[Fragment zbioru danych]
==*==

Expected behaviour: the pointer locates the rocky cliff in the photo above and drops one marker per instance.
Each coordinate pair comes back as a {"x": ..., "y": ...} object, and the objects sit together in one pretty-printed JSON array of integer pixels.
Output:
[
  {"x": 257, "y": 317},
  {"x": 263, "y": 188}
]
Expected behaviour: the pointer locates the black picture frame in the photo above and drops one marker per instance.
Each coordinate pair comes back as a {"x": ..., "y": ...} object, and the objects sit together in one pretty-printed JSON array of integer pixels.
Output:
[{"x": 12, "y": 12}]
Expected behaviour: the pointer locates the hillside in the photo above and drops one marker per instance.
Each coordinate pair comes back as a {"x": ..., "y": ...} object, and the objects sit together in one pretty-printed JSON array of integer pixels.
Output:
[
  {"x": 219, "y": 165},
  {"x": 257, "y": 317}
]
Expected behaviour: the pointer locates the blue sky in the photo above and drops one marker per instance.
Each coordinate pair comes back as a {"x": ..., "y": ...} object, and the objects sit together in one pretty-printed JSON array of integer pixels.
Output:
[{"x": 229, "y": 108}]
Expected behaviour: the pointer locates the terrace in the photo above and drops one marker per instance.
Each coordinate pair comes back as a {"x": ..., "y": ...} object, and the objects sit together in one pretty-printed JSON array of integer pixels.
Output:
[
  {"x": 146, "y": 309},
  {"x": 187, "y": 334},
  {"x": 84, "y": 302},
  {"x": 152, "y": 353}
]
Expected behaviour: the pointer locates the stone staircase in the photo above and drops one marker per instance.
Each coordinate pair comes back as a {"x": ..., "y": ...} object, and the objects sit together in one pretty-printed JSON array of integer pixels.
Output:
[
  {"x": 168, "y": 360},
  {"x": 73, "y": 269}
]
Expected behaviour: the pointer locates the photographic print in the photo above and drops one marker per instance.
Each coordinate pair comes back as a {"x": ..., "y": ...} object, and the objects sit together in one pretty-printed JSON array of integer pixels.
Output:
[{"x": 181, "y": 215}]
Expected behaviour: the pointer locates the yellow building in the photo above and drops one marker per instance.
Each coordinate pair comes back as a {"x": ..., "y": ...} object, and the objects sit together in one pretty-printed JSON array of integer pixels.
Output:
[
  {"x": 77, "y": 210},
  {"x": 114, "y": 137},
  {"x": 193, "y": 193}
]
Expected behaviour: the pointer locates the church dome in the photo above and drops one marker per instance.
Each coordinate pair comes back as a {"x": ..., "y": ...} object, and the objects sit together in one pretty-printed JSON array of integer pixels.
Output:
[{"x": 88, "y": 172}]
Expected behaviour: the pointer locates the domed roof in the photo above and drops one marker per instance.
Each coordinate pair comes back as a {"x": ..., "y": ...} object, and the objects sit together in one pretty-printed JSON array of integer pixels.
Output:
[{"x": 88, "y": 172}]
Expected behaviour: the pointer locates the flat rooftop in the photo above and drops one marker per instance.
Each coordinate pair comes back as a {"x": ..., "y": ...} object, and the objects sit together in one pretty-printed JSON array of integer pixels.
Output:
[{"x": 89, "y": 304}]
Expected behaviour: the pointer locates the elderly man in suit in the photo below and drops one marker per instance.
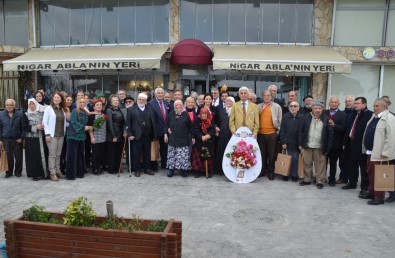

==*==

[Cel]: Przepisz wiernie wszystkie powyższe wiersze, niczego w nich nie zmieniając. Obrazy pomiń w odpowiedzi.

[Odpowiedź na zadanie]:
Expected behaviour: the pointer locates the rocky cliff in the photo above and drops one marker per instance.
Each coordinate pair comes back as a {"x": ..., "y": ...} object, and the objects sit together in one pretty-printed JSON array of integer pixels.
Output:
[
  {"x": 257, "y": 317},
  {"x": 263, "y": 188}
]
Expected behaviour: the pointer locates the black picture frame in the photo above and drops one marker per instance.
Each coordinate pair comes back as a {"x": ..., "y": ...} object, and the objects sit together in one pretty-printed JSON array of integer pixels.
Output:
[{"x": 12, "y": 12}]
Expected behaviour: the pointer locates the hillside in the photo above and drops one marker per instance.
Each coordinate pair comes back as a {"x": ..., "y": ...} object, and the objects sit together in one pretty-printed JSON array of integer pixels.
Output:
[
  {"x": 219, "y": 165},
  {"x": 257, "y": 317}
]
Expected behaviour: the pointer locates the blue sky in the photo above and drops one marker per instance.
Each coordinate pair comes back as a {"x": ..., "y": ...} object, and the objects sit together in one pretty-printed JSON array of integer pixels.
Output:
[{"x": 229, "y": 108}]
Expected behaviour: the pointer locates the terrace in the photo above and drops one marker per instance.
Each coordinate pair comes back as a {"x": ..., "y": ...} object, and the objects sit together in one pretty-printed JSON array of integer pixels.
Output:
[
  {"x": 146, "y": 309},
  {"x": 187, "y": 334},
  {"x": 84, "y": 302},
  {"x": 152, "y": 353}
]
Expected behaviour: the pointer locates the stone staircase in the photo above and drops one marker per instance.
Each coordinate pair comes back as a {"x": ..., "y": ...} object, and the objects sit together in one pretty-printed JSON array of integer pixels.
Output:
[
  {"x": 168, "y": 360},
  {"x": 73, "y": 269}
]
Expected behaviour: the pointer locates the photographic print in the photo above and drops one marker per instance.
Each coordinate pair comes back as a {"x": ..., "y": ...} object, and the objects sit together in one pretty-printed JSON array of integer pixels.
Output:
[{"x": 181, "y": 215}]
Expected behaviour: the pointer locates the yellow building in the photo above and drops one marker per instance.
Each coordinate pair comes back as a {"x": ..., "y": ...} object, and the objects sit together in one pretty-printed JSON array of integer pixels.
Output:
[
  {"x": 77, "y": 210},
  {"x": 114, "y": 137},
  {"x": 193, "y": 193}
]
Expected behaviour: the pointer locates the church dome in the photo above and drops one marker per instance.
Each coordinate pair comes back as a {"x": ..., "y": ...} object, and the objects sit together in one pretty-printed JSON array of integer pixels.
Output:
[{"x": 88, "y": 172}]
Expected behaviour: the pointer locates the domed roof in the photo above and drops one marker per instance.
Each coordinate pair comes back as a {"x": ..., "y": ...} object, and the objects sit together in one pretty-printed JSON array of integer pixels.
Output:
[{"x": 88, "y": 172}]
Expected behaviour: the pointer locates the flat rooftop in the photo above and drops one marker per instance.
Each coordinate pair comes back as a {"x": ..., "y": ...} object, and the objects sit together in one pretty-printed JSON array of integer pixels.
Output:
[{"x": 89, "y": 304}]
Expected behaviour: the pointer locates the elderly man in suit in the photo below and drops one marker per instance.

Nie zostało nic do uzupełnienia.